* Énoncé A
Recopiez toutes les lignes des enregistrements ci-dessous, consignes comprises, en augmentant de 5 chaque coordonnée des points figurant dans les réponses. Laissez les images de côté.

--- Texte ---

Comme l'a si bien dit hier sur BFMTV Michel
Delpuech, Préfet de Paris, "Il faut bien comprendre qu'on est
dans le cadre d'un Etat de droit. La liberté de manifester existe, la liberté
d’aller et venir aussi."
Info du 3 mai :
Tous les groupes de supporters stéphanois ayant invité hier le peuple
Vert à braver le scandaleux
arrêté du sinistre d'Etat de Monaco, le club de la Principauté a répliqué
aujourd'hui sur
son site officiel : "Sur instruction des autorités monégasques,
la vente des places pour le match AS Monaco - AS St-Etienne est limitée aux
guichets du Stade Louis-II à partir du lundi 7 mai."
De leur côté, les ultras monégasques ont affiché sur
leur compte facebook leur soutien aux supporters des Verts. "Nous
regrettons l’arrêté à l’encontre des supporters de Saint-Étienne leur
interdisant de venir au stade Louis II pour le match Monaco - Saint Étienne.
Cela n’est pas le sport comme nous le concevons, et cette décision va
encore à l’encontre du football populaire. La rencontre a lieu dans 9
jours, nous espérons un changement favorable afin que les supporters stéphanois
puissent venir encourager leur équipe !"
Info du 7 mai :
Interpellé par ses supporters, l'ASSE a finalement décidé de contester
l'arrêté interdisant aux fans des Verts de se rendre à Monaco samedi
prochain. France
Bleu nous apprend en effet que deux manoeuvres ont été entreprises
par le club.
1. Convaincre l'AS Monaco d'interférer en faveur de l'ASSE.
Le club a accepté et les ultras monégasques ont aussi pris position en
faveur d'une autorisation de déplacement des supporters stéphanois. La
proposition est la suivante : 500 supporters dans 10 cars, au départ de
Saint-Étienne. La réponse des autorités monégasques devrait tomber
sous peu, une réunion avait lieu ce lundi, mais le club n'est forcément pas
confiant.
2. Le recours juridique devant un tribunal monégasque. Il
parait peine perdue : 3 clubs ont déjà tenté leur chance dans le passé
(Bastia, Anderlecht et le Besiktas) et s'y sont cassé les dents. Aucun juge
monégasque n'est jamais allé à l'encontre de son gouvernement. Aujourd'hui,
l'ASSE n'a aucun moyen d'empêcher les supporters d'aller à Monaco malgré
les interdictions. Elle dit respecter ce choix mais les a tout de même prévenu
des menaces brandies par le gouvernement monégasque : interpellations,
gardes à vue et peines de prison.

---

* Énoncé B
D'après le texte sur l'interdiction faite aux supporters stéphanois, quels clubs ont déjà engagé un recours devant un tribunal monégasque ?

--- Enregistrements fournis ---

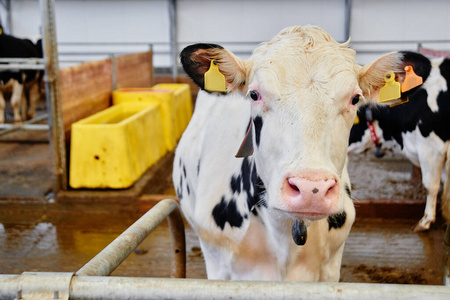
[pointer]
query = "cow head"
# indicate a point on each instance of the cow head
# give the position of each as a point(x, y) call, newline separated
point(303, 88)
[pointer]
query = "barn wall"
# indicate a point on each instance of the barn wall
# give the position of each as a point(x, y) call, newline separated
point(232, 21)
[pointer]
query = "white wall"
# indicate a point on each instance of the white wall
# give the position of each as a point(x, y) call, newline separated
point(237, 24)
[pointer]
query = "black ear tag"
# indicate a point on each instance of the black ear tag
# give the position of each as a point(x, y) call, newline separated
point(299, 232)
point(246, 148)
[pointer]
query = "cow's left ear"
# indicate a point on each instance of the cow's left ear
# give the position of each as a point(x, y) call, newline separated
point(372, 76)
point(196, 60)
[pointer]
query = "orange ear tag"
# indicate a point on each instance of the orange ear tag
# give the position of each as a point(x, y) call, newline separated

---

* Corrigé A
[pointer]
query = "cow head"
# indicate a point on each instance of the cow head
# give the position of each as a point(x, y) call, newline separated
point(308, 93)
[pointer]
query = "barn wall"
# indicate a point on each instance of the barn wall
# give the position of each as a point(x, y) call, newline separated
point(237, 26)
[pointer]
query = "white wall"
# indicate a point on each instance of the white wall
# give the position of each as a point(x, y) call, newline separated
point(242, 29)
[pointer]
query = "black ear tag"
# indicate a point on each instance of the black ear tag
# give the position of each as a point(x, y) call, newline separated
point(304, 237)
point(251, 153)
[pointer]
query = "cow's left ear"
# indicate a point on each instance of the cow's left ear
# give the position of each as a point(x, y) call, newline separated
point(377, 81)
point(201, 65)
[pointer]
query = "orange ear tag"
# indicate a point on each instance of the orange ear tag
# give the position of each as a point(x, y) call, newline separated

* Corrigé B
Bastia, Anderlecht et le Besiktas.